The listing that follows must be retyped in full, exactly.

============================================================

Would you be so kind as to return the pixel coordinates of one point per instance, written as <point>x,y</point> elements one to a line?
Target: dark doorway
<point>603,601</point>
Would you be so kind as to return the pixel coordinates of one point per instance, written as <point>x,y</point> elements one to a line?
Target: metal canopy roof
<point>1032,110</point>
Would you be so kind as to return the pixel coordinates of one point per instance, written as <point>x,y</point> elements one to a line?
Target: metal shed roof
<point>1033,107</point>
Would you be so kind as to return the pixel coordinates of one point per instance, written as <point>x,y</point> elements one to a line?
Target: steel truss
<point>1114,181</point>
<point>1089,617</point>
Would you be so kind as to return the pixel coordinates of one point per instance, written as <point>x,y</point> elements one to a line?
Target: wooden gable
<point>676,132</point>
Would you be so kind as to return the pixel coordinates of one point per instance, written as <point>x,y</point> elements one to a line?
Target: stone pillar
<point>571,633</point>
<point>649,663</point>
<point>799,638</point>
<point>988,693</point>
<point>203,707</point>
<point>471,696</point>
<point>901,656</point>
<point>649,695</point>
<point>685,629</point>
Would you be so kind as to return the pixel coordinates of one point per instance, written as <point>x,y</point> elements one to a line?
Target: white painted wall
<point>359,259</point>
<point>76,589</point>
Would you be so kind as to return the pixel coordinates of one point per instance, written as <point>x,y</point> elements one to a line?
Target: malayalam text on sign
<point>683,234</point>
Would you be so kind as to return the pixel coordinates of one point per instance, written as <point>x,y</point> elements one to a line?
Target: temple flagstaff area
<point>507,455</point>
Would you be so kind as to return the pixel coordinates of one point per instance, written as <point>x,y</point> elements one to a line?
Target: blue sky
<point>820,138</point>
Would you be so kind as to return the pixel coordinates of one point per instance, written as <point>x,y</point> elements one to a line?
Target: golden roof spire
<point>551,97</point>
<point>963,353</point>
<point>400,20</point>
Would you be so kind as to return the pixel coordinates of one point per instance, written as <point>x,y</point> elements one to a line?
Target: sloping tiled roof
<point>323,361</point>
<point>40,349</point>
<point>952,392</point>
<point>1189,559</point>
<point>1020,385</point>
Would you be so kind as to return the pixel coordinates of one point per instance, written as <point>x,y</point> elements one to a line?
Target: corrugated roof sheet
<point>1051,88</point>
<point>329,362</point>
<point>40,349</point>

============================================================

» **EXERCISE ANSWER**:
Would you be so kind as to return the pixel coordinates of one point per instance, written as <point>x,y</point> elements one to a line?
Target: dark doorway
<point>603,601</point>
Would you be so kind as to return the pixel coordinates of one point per instance, written as <point>x,y</point> elements one to a line?
Target: metal canopy roof
<point>1032,110</point>
Would you be so kind as to return the pixel coordinates of one point per instance, written as <point>x,y</point> elements one to a line?
Target: metal shed roof
<point>1033,107</point>
Would you be so kind as to return the pixel coordinates of one point per instance, written as <point>x,y</point> elements one to a line?
Target: steel truss
<point>1114,181</point>
<point>1089,617</point>
Would you be so kind as to return the pixel coordinates of one point per instance, written as <point>x,y</point> elements one to a line?
Target: wooden gable
<point>676,132</point>
Would you be so kind as to return the pixel coordinates of one point per instance, written as <point>x,y</point> elements one to a line?
Target: stone pillar
<point>571,633</point>
<point>649,663</point>
<point>799,638</point>
<point>988,693</point>
<point>203,707</point>
<point>471,696</point>
<point>901,656</point>
<point>649,695</point>
<point>685,629</point>
Would you be so kind as to return the pixel coordinates of one point per instance, written as <point>x,y</point> elements one to a line?
Target: white painted wall
<point>359,259</point>
<point>76,589</point>
Would you be so kind as to return the pixel coordinates of one point per instance, written as <point>x,y</point> elements one to a line?
Target: malayalam text on sign
<point>683,234</point>
Would you be so kind as to return the pixel coordinates of one point per instance, written as <point>x,y</point> elements one to a line?
Target: temple flagstaff area
<point>507,455</point>
Would you be so kind as to return the pixel coordinates of one point per instance, written as <point>x,y</point> elements one to a line?
Target: blue sky
<point>820,138</point>
Would you be so kind as to return the pixel coordinates of one point per instance, written as <point>x,y</point> elements one to a line?
Target: golden roof spire
<point>551,97</point>
<point>963,353</point>
<point>400,20</point>
Would you be so kind as to return the pixel coordinates of one point per instance, written as <point>x,y</point> elements one to a line?
Target: sloping tiled roof
<point>323,361</point>
<point>40,349</point>
<point>952,392</point>
<point>1189,559</point>
<point>1020,385</point>
Would you be so kind as to return the pixel coordinates of one point per instance, written as <point>x,y</point> elements one to a line?
Target: corrugated roof sheet
<point>1051,88</point>
<point>329,362</point>
<point>40,349</point>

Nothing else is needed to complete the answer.